■ What you will do: Give every line of the records below as a Markdown table with two columns, Number and Line, numbering the rows in order and leaving out blank lines.

■ Available records:

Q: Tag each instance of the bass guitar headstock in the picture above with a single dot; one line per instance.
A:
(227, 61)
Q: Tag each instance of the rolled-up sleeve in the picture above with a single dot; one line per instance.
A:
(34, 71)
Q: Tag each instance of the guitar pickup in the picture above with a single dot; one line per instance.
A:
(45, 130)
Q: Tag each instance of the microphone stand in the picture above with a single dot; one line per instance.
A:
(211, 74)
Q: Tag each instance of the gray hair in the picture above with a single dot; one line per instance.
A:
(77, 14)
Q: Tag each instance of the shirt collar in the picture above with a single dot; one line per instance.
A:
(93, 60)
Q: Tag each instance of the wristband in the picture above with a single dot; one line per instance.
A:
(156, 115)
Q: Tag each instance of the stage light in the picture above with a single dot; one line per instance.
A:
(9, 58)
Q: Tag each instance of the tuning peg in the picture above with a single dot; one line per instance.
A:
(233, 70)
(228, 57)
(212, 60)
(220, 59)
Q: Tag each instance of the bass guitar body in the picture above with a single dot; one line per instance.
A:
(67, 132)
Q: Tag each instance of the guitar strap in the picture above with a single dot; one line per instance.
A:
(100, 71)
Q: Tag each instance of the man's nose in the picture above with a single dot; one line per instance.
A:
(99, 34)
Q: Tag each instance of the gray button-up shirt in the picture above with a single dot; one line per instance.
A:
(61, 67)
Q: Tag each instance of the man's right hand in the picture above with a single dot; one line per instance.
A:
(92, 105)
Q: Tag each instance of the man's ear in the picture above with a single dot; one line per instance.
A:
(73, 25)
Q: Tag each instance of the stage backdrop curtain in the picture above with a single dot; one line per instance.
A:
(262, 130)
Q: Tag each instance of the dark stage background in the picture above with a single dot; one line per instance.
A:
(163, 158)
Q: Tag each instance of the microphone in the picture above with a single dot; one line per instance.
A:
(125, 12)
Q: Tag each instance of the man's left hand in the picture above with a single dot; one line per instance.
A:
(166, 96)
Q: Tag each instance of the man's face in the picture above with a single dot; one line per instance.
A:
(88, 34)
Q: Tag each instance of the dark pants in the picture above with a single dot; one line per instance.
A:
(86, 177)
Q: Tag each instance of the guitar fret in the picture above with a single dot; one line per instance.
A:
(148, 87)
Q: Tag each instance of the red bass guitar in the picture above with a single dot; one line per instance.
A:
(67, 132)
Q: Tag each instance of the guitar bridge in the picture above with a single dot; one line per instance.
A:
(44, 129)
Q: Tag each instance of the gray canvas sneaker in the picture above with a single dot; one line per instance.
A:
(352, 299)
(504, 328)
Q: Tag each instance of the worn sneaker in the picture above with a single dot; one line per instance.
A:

■ Complete answer:
| Number | Line |
|---|---|
| 1 | Q: Tag each instance of the bass guitar headstock in the picture above with a single dot; one line per instance. |
| 2 | A: |
| 3 | (227, 61) |
| 4 | Q: Tag each instance of the rolled-up sleeve in the picture above with a single dot; one line per instance. |
| 5 | A: |
| 6 | (34, 71) |
| 7 | Q: Tag each instance of the guitar pickup in the picture above with a single dot; one line per instance. |
| 8 | A: |
| 9 | (45, 130) |
| 10 | Q: Tag each instance of the microphone stand in the picture above with a single dot; one line per instance. |
| 11 | A: |
| 12 | (211, 74) |
| 13 | Q: Tag each instance of the gray hair in the picture above with a single dot; one line per instance. |
| 14 | A: |
| 15 | (77, 14) |
| 16 | Q: Tag each instance of the shirt collar in the picture above with a single dot; one line per instance. |
| 17 | A: |
| 18 | (93, 60) |
| 19 | Q: Tag each instance of the wristband in the picture above with a single dot; one line per instance. |
| 20 | A: |
| 21 | (156, 115) |
| 22 | Q: Tag each instance of the stage light in the picture above with a single dot; one line per instance. |
| 23 | A: |
| 24 | (9, 58) |
| 25 | Q: Tag each instance of the tuning peg in the picture above with a single dot; one line per instance. |
| 26 | A: |
| 27 | (233, 70) |
| 28 | (228, 57) |
| 29 | (212, 60) |
| 30 | (220, 59) |
| 31 | Q: Tag each instance of the bass guitar body in the picture above with a single dot; one line per instance. |
| 32 | A: |
| 33 | (67, 132) |
| 34 | Q: Tag each instance of the guitar strap in the picture above with a single dot; one line per instance. |
| 35 | A: |
| 36 | (100, 71) |
| 37 | Q: Tag each instance of the man's nose in the picture above with a single dot; one line per instance. |
| 38 | A: |
| 39 | (99, 34) |
| 40 | Q: Tag each instance of the gray button-up shirt in the picture above with a single dot; one line per instance. |
| 41 | A: |
| 42 | (61, 67) |
| 43 | Q: Tag each instance of the man's right hand in the picture above with a single dot; one line per instance. |
| 44 | A: |
| 45 | (92, 105) |
| 46 | Q: Tag each instance of the man's ear in the picture above with a single dot; one line per instance. |
| 47 | A: |
| 48 | (73, 25) |
| 49 | Q: Tag each instance of the stage backdrop curtain in the picture above with a single dot; one line per instance. |
| 50 | A: |
| 51 | (262, 130) |
| 52 | Q: Tag each instance of the dark stage background in the picture above with a single dot; one line per instance. |
| 53 | A: |
| 54 | (163, 158) |
| 55 | Q: Tag each instance of the microphone in the picture above with a single dot; one line per instance. |
| 56 | A: |
| 57 | (125, 12) |
| 58 | Q: Tag each instance of the man's left hand in the picture above with a single dot; one line per instance. |
| 59 | A: |
| 60 | (166, 96) |
| 61 | Q: Tag each instance of the man's face in the picture above with a single dot; one line per instance. |
| 62 | A: |
| 63 | (88, 34) |
| 64 | Q: Tag each instance of the dark pants in the picture above with a single dot; one line per instance. |
| 65 | A: |
| 66 | (86, 177) |
| 67 | Q: Tag each instance of the guitar fret in the picture above with a single dot; one line per instance. |
| 68 | A: |
| 69 | (148, 87) |
| 70 | Q: Tag each instance of the red bass guitar in the picture above with a single dot; one line per instance. |
| 71 | A: |
| 72 | (67, 132) |
| 73 | Q: Tag each instance of the guitar bridge in the picture above with a single dot; one line per instance. |
| 74 | A: |
| 75 | (44, 129) |
| 76 | Q: Tag each instance of the gray canvas sneaker in the picture above with a single dot; one line per instance. |
| 77 | A: |
| 78 | (352, 299) |
| 79 | (504, 328) |
| 80 | Q: Tag each instance of the worn sneaker in the picture above with a single dot; one line per instance. |
| 81 | A: |